Task goal. Collect every line of the records below that contains the word "positive".

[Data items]
::::::::

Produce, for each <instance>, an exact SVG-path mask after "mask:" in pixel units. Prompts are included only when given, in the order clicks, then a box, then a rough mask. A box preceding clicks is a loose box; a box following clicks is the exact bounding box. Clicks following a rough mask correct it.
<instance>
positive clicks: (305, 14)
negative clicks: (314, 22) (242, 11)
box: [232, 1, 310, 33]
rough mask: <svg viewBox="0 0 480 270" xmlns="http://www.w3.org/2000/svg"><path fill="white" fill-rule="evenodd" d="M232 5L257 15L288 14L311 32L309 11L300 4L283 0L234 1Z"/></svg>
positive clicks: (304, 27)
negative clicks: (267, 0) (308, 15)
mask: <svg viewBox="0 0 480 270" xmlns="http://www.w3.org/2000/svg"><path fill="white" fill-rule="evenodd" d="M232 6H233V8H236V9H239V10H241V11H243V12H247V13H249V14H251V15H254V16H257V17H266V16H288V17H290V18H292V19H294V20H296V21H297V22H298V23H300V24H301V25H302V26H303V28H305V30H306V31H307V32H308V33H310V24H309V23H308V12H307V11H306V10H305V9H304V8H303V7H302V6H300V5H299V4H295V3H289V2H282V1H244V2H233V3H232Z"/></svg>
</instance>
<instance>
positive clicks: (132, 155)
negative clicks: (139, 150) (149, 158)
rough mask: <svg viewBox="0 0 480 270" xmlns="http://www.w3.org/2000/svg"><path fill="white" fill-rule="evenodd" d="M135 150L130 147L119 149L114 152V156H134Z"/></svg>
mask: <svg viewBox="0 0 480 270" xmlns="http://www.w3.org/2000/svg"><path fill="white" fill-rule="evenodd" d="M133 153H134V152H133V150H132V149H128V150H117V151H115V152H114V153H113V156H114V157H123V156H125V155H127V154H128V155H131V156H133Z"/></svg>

::::::::

Solution to this task.
positive clicks: (305, 14)
positive clicks: (304, 27)
positive clicks: (132, 155)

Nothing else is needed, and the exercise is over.